**Exercise requirements:** Rewrite everything from the start of the rows down to and including the line with "positive clicks: (974, 759)", renaming "rough mask" to "coarse mask" and leaving all else unchanged.

**Input data:**
.....
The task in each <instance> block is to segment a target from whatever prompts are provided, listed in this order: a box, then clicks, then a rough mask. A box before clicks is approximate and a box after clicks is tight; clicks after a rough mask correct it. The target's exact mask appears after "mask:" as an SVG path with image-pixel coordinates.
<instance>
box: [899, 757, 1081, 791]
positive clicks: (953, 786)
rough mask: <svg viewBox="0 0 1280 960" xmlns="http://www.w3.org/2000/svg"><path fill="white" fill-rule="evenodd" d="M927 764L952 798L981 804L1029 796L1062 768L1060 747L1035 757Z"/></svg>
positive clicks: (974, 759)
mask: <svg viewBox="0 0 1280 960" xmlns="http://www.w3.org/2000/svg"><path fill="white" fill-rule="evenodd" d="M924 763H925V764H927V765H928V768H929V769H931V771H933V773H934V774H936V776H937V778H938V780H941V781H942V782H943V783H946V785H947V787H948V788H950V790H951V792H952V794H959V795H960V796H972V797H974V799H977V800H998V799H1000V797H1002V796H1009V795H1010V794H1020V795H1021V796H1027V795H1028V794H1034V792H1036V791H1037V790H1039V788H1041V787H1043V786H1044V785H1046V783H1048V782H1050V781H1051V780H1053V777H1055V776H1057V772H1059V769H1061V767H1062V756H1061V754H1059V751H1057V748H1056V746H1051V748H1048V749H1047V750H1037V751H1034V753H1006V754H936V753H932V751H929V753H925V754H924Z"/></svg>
.....
**Task answer:**
The task in each <instance> block is to segment a target from whatever prompts are provided, listed in this order: a box, then clicks, then a coarse mask. A box before clicks is approximate and a box after clicks is tight; clicks after a coarse mask correct it. The target's exact mask appears after "mask:" as an SVG path with image-pixel coordinates.
<instance>
box: [899, 757, 1081, 791]
positive clicks: (953, 786)
coarse mask: <svg viewBox="0 0 1280 960" xmlns="http://www.w3.org/2000/svg"><path fill="white" fill-rule="evenodd" d="M927 764L952 798L981 804L1029 796L1062 768L1060 747L1035 757Z"/></svg>
positive clicks: (974, 759)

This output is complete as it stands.